Vorliegender Text:
● ● ● ● ●
Material und Methoden: Routinedaten, d.h. Rezeptdaten des 3. Quartals 2010 der Region Westfalen-Lippe aller gesetzlichen Krankenkassen. Arzneimittelanalyse der ≥ 70 Jahre alten Patienten mit der PRISCUS-WIdO-Liste (ATC-Liste des WIdO, erstellt in Zusammenarbeit mit der Arbeitsgruppe Frau Prof. Thürmann, [1]).
Ergebnisse: Die Anzahl der Patienten, die ≥ 70 Jahre alt war und im 3. Quartal 2010 mindestens ein Arzneimittel verordnet bekommen hatte, betrug 925.545. Im Durchschnitt bekam jeder Patient 394,9 DDD verordnet. Die durchschnittliche Anzahl der ATC je Patient lag bei 4,7. Ein Drittel der Patienten bekamen mehr als 5 unterschiedliche ATC-Codes verordnet. Ca. 22% der über 70-jährigen Patienten erhielten mehr als 450 DDD im 3. Quartal 2010.
Von diesen ≥ 70 Jahre alten Patienten bekamen 15,8% der Patienten (n = 146.380) mindestens ein potenziell inadequates Arzneimittel der PRISCUS-Liste verordnet. Die potenziell ungeeigneten Arzneimittel stammten insbesondere aus der Gruppe der Schlaf- und Beruhigungsmittel wie Zopiclon (Rang 1, d.h. das am meisten verordnete PRISCUS-Arzneimittel), der Digitalis-Glykoside wie Acetyldigoxin (Rang 2), der Antidepressiva wie Amitriptylin (Rang 3) und Benzodiazepine (Bromazepam = Rang 5, Lorazepam = Rang 6).
● ● ● ● ●
Deine Aufgabe: Schreib aus dem Text zu potenziell ungeeigneten Arzneimitteln bei Älteren die Passage von „Von diesen ≥“ bis „Lorazepam = Rang 6).“ erneut und ändere dabei „Schlaf- und Beruhigungsmittel“ in „Hypnotika und Sedativa“.

Datensatzauszüge:
● ● ● ● ●
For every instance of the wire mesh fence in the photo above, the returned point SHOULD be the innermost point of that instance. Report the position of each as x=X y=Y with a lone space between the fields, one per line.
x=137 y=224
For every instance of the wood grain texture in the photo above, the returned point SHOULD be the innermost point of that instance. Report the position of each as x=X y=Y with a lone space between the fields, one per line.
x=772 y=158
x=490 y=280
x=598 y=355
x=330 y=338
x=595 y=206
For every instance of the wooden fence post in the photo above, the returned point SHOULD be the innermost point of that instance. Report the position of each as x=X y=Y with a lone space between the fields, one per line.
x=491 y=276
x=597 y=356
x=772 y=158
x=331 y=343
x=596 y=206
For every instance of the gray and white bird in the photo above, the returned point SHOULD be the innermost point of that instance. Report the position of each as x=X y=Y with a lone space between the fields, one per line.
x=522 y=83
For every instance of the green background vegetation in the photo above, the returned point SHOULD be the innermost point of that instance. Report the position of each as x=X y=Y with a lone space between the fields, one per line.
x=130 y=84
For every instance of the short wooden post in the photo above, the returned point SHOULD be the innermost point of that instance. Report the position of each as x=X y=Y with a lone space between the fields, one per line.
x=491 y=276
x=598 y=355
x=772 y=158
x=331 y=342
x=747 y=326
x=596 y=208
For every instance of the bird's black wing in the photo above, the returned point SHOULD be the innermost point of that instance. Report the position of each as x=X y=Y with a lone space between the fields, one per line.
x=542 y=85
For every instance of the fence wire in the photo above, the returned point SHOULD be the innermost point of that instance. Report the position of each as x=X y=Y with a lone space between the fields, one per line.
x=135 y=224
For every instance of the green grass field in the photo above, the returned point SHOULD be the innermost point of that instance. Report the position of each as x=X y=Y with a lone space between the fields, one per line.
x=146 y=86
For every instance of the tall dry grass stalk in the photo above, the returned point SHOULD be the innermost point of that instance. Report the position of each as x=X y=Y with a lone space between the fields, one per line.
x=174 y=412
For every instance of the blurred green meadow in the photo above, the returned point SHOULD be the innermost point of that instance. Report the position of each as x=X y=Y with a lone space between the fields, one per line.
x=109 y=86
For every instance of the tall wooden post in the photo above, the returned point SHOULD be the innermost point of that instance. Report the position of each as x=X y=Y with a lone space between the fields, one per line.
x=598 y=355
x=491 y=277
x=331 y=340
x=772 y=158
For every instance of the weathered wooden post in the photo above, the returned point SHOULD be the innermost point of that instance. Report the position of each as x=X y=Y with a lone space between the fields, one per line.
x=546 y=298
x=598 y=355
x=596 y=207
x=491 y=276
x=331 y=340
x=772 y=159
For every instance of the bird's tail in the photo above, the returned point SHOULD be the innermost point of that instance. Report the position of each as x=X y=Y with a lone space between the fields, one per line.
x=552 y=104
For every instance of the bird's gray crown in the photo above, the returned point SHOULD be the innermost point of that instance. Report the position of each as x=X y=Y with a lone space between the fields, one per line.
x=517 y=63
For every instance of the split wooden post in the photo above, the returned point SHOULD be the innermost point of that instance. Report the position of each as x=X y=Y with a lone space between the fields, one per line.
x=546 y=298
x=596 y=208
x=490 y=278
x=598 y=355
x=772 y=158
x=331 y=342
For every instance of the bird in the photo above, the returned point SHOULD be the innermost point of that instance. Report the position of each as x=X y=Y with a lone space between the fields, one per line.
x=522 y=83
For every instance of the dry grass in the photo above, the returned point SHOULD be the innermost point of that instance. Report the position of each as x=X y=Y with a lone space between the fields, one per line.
● ● ● ● ●
Antwort zur Aufgabe:
Von diesen ≥ 70 Jahre alten Patienten bekamen 15,8% der Patienten (n = 146.380) mindestens ein potenziell inadequates Arzneimittel der PRISCUS-Liste verordnet. Die potenziell ungeeigneten Arzneimittel stammten insbesondere aus der Gruppe der Hypnotika und Sedativa wie Zopiclon (Rang 1, d.h. das am meisten verordnete PRISCUS-Arzneimittel), der Digitalis-Glykoside wie Acetyldigoxin (Rang 2), der Antidepressiva wie Amitriptylin (Rang 3) und Benzodiazepine (Bromazepam = Rang 5, Lorazepam = Rang 6).